Uno de los ejemplos más exitosos de propaganda anti-plaguicidas es la lista anual “Dirty Dozen” (docena sucia) producida por el grupo activista ambiental (Environmental Working Group, que también difunde el temor a las vacunas), destacando las frutas y verduras que tienen los residuos de plaguicidas detectables más altos. La capacidad de la tecnología moderna para detectar sustancias medidas en partes por mil millones o incluso por billón es extraordinaria, pero los residuos infinitesimales que se encuentran en los alimentos son casi con certeza demasiado pequeños para tener algún efecto fisiológico y, bajo cualquier medida razonable, representan un riesgo insignificante para los consumidores.
Las «tolerancias» (niveles de seguridad) reglamentarios de plaguicidas se calculan dividiendo la dosis más alta de un plaguicida que no tiene un efecto detectable en animales de laboratorio por un «margen de seguridad» de cien a mil, que establece un límite máximo de exposición sobre la cantidad acumulada de residuos de todos los productos aprobados, lo que significa que los reguladores consideran la suma de las tolerancias actuales al determinar el nivel de tolerancia para un nuevo producto. Para fines de comercio, los límites máximos de residuos (LMR) se establecen basándose en los niveles de seguridad multiplicados por un margen de seguridad adicional. Por lo tanto, incluso si se exceden los LMR, existe un riesgo muy bajo de efectos sobre la salud.
Por ejemplo, la Autoridad Europea de Seguridad Alimentaria señaló en su informe de seguimiento anual más reciente sobre residuos de plaguicidas (2017), que más de la mitad (cincuenta y cuatro por ciento) de 88.000 muestras en la Unión Europea estaban libres de residuos detectables. En otro cuarenta y dos por ciento, los residuos encontrados estaban dentro de los límites legales (LMR). Solo alrededor del cuatro por ciento excedió estos límites, que por tratarse de niveles ínfimos y por los márgenes de seguridad incorporados aún era poco probable que representaran un problema de seguridad.
Paradójicamente, los reguladores no aplican factores de seguridad tan grandes y conservadores a otras sustancias más tóxicas que consumimos de forma segura en cantidades mucho mayores todos los días. Considere, por ejemplo, la diferencia entre beber una o dos tazas de café y beber de cien a mil tazas a la vez. Dado que una dosis letal de cafeína es de unos diez gramos y una taza puede contener fácilmente 150 miligramos, sesenta y seis tazas podrían ser fatales. De manera similar, la naturaleza absurda de las afirmaciones del Grupo de Trabajo Ambiental se ve en los cálculos de las cantidades imposibles que uno tendría que consumir en un solo día, por ejemplo, 1,190 porciones de manzanas, 18,519 porciones de arándanos, 25,339 porciones de zanahorias según la Alliance for Food and Farming (Alianza para alimentos y agricultura): solo para alcanzar el nivel sin efecto.

# # # #

- _TAREA ASIGNADA 1_: Copie del texto sobre residuos de plaguicidas todo lo que va desde "Uno de los ejemplos" hasta "para los consumidores.".
- _TAREA ASIGNADA 2_: Prosiga el texto sobre residuos de plaguicidas en los alimentos a partir de su última oración.

# # # #

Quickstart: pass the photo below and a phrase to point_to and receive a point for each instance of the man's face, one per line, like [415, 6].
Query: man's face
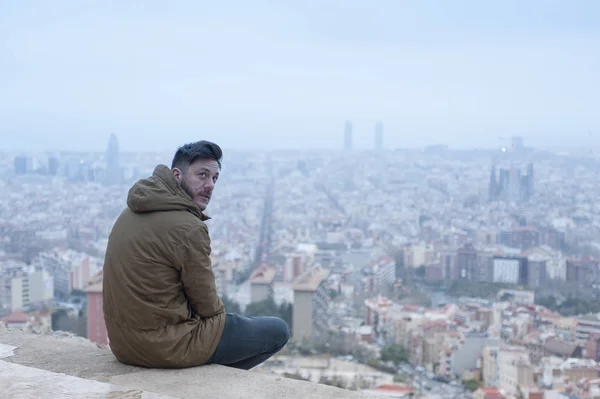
[199, 180]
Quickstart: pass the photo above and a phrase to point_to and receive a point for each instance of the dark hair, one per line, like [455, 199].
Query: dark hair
[188, 153]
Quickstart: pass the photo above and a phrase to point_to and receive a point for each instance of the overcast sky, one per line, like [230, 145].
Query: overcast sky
[287, 74]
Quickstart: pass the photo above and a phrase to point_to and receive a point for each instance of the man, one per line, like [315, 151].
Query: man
[160, 301]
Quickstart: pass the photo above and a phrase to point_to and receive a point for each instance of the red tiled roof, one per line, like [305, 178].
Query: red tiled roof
[491, 393]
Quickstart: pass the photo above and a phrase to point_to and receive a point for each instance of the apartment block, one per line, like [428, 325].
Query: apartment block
[310, 304]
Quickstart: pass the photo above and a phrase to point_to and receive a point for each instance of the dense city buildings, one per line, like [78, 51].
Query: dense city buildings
[479, 279]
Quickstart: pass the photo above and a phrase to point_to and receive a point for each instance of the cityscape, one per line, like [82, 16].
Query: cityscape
[426, 273]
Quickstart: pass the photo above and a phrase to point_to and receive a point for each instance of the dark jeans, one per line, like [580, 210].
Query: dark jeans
[248, 341]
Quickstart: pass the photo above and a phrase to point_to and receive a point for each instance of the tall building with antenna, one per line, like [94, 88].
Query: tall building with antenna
[379, 135]
[113, 166]
[348, 136]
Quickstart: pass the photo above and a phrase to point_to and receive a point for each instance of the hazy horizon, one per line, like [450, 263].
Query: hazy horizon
[288, 76]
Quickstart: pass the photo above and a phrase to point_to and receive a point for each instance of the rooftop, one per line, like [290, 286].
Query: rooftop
[263, 275]
[310, 280]
[61, 365]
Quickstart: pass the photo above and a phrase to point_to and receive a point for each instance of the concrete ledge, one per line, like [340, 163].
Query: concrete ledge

# # # #

- _ESPACIO DE RESPUESTA 1_:
Uno de los ejemplos más exitosos de propaganda anti-plaguicidas es la lista anual “Dirty Dozen” (docena sucia) producida por el grupo activista ambiental (Environmental Working Group, que también difunde el temor a las vacunas), destacando las frutas y verduras que tienen los residuos de plaguicidas detectables más altos. La capacidad de la tecnología moderna para detectar sustancias medidas en partes por mil millones o incluso por billón es extraordinaria, pero los residuos infinitesimales que se encuentran en los alimentos son casi con certeza demasiado pequeños para tener algún efecto fisiológico y, bajo cualquier medida razonable, representan un riesgo insignificante para los consumidores.

- _ESPACIO DE RESPUESTA 2_:
De manera similar, las discusiones sobre los riesgos de cáncer comúnmente no reconocen que la mayoría de las frutas y verduras que forman parte de una dieta saludable contienen de forma natural sustancias químicas que son cancerígenas potenciales en dosis suficientemente altas. Muchas, como la cafeína y los alcaloides de los tomates y las papas, son plaguicidas naturales producidos por las propias plantas para protegerse de los depredadores. El Dr. Bruce Ames, quien inventó la prueba que todavía se usa hoy en día para identificar los carcinógenos potenciales, y sus colegas estiman que el 99,99 por ciento de las sustancias plaguicidas que consumimos son esos plaguicidas naturales, que, por supuesto, consumimos de manera rutinaria y segura.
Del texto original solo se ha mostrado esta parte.